DATA EXTRACT:
********************

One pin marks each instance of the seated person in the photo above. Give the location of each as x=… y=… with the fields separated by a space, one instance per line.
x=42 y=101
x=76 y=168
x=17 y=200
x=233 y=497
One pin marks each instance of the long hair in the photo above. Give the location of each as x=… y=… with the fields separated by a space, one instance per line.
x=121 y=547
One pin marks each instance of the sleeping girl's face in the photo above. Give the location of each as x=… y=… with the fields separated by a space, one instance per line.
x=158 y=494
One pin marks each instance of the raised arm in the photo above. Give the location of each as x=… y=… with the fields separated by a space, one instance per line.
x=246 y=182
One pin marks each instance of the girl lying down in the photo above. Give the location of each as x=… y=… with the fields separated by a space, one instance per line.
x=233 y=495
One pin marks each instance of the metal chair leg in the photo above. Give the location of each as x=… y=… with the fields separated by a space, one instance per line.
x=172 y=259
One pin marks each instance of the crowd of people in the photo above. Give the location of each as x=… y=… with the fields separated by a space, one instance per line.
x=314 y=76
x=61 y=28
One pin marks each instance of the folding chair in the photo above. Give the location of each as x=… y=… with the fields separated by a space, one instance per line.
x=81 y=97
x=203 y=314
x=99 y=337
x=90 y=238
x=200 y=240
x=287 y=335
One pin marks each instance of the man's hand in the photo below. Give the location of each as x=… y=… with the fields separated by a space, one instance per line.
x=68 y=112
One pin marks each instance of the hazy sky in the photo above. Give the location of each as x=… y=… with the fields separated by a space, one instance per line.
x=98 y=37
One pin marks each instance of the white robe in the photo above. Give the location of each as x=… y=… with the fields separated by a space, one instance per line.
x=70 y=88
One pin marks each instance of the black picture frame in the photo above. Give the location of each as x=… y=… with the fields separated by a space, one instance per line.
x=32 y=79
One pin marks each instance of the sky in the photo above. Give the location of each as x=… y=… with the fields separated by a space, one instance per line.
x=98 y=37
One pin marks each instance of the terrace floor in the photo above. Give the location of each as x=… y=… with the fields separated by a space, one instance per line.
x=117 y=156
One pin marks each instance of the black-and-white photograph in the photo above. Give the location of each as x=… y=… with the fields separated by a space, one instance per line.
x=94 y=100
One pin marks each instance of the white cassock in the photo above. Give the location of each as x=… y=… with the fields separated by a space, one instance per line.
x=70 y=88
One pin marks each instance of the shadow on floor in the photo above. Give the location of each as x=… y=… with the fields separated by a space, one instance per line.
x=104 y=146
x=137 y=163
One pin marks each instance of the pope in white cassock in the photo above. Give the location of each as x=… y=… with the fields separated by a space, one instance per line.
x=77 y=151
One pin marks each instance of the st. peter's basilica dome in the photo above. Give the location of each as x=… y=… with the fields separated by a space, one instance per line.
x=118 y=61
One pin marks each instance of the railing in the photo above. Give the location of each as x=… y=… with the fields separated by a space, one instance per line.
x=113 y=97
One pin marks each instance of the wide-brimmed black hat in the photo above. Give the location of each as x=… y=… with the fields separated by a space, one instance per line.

********************

WHAT YOU SHOULD DO:
Return every line of the data above verbatim, keeping the original order and wording.

ANSWER TO THE EXERCISE:
One pin marks each instance of the seated person in the photo above. Give the location of each as x=… y=… with the fields separated by a space, one instance per line.
x=42 y=101
x=76 y=168
x=17 y=200
x=233 y=497
One pin marks each instance of the long hair in the photo above. Give the location of each as x=… y=… with the fields separated by a space, one instance per line.
x=121 y=547
One pin marks each instance of the sleeping girl's face in the photo above. Give the location of each as x=… y=… with the fields separated by a space, one instance per line.
x=158 y=494
One pin marks each instance of the raised arm in the photo above. Give the location of each as x=… y=… with the fields separated by a space, one instance per line.
x=246 y=182
One pin marks each instance of the girl lying down in the photo above. Give the location of each as x=… y=… with the fields separated by a space, one instance per line.
x=233 y=495
One pin marks each instance of the metal chair leg in the photo above. Give the location of each as x=… y=… with the fields separated by a space, one instance per line.
x=172 y=259
One pin marks each instance of the crowd of people in the photo above. Give the location of each as x=… y=… with the fields separated by a space, one instance per line.
x=314 y=76
x=61 y=28
One pin marks each instance of the folding chair in the photo above. Give the location of each as x=… y=… with the fields separated by a space, one instance per line.
x=81 y=97
x=203 y=314
x=99 y=337
x=90 y=238
x=200 y=240
x=287 y=335
One pin marks each instance of the man's hand in the photo below. Give the location of each as x=… y=… with the fields separated by a space, one instance per line.
x=68 y=112
One pin marks each instance of the hazy sky in the photo above. Give the location of each as x=… y=… with the fields separated by a space, one instance per line.
x=98 y=37
One pin marks each instance of the white robe in the photo above. Give the location of each as x=… y=… with the fields separated by a space, one instance per line.
x=70 y=88
One pin marks each instance of the black picture frame in the photo above. Give the location of each as x=… y=… with the fields separated by a space, one instance per line.
x=32 y=79
One pin marks each instance of the sky in the photo above. Give the location of each as x=… y=… with the fields separated by a space, one instance per line.
x=98 y=37
One pin marks each instance of the terrace floor in the photo above. Give the location of each as x=… y=… with the fields separated by a space, one instance per line.
x=117 y=156
One pin marks each instance of the black-and-white photograph in the photo above. Give the location of each as x=… y=… with the fields separated by a space, one instance per line.
x=94 y=100
One pin marks each instance of the white cassock in the photo above. Give the location of each as x=… y=… with the fields separated by a space, one instance per line.
x=70 y=88
One pin marks each instance of the shadow on floor in the photo above. Give the location of each as x=… y=… with the fields separated by a space, one instance per line.
x=104 y=146
x=137 y=163
One pin marks each instance of the pope in white cassock in the photo above. Give the location of each as x=… y=… with the fields separated by a space, one instance per line.
x=77 y=151
One pin marks each instance of the st. peter's basilica dome in the photo above. Give the location of each as x=… y=… with the fields separated by a space, one instance per line.
x=118 y=61
One pin marks each instance of the railing in the photo above. Give the location of each as x=… y=… with the fields separated by a space, one instance per line.
x=113 y=97
One pin marks each instance of the wide-brimmed black hat in the photo above. Give the location of each as x=… y=… with the fields separated by a space, one instance per line.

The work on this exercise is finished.